begin Data provided
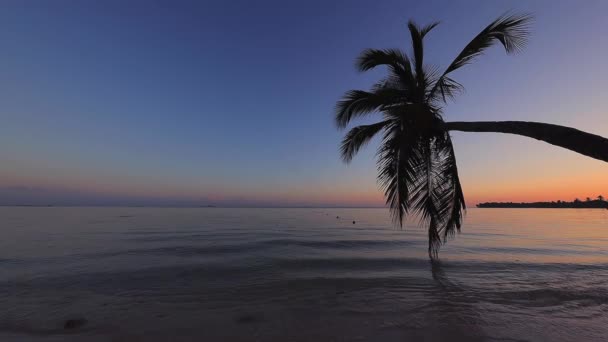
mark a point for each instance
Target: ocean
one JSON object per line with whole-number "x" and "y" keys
{"x": 226, "y": 274}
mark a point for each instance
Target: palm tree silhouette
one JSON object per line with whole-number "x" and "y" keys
{"x": 416, "y": 162}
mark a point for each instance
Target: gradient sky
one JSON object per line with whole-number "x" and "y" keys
{"x": 231, "y": 102}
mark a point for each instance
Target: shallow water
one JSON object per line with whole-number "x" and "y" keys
{"x": 213, "y": 274}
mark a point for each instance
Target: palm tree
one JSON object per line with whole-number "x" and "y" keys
end Data provided
- _What to produce_: Substitute "occurrence" for "instance" everywhere in the listing above, and write out all of its lines otherwise unchanged, omitting the pictures.

- _Correct answer_:
mark a point for each occurrence
Target: ocean
one JSON object per line with whole-number "x" and "y" keys
{"x": 226, "y": 274}
mark a point for each occurrence
Target: palm tree silhouette
one JSON object per line with whole-number "x" and "y" keys
{"x": 416, "y": 162}
mark a point for each occurrence
Target: gradient sky
one JSON object per line with whole-number "x" and "y" keys
{"x": 231, "y": 102}
mark a point for each occurrence
Target: shallow water
one JSON object per line with whole-number "x" and "y" keys
{"x": 213, "y": 274}
mark a point for each occurrence
Target: palm tree
one JSON object per line with whole-number "x" and "y" keys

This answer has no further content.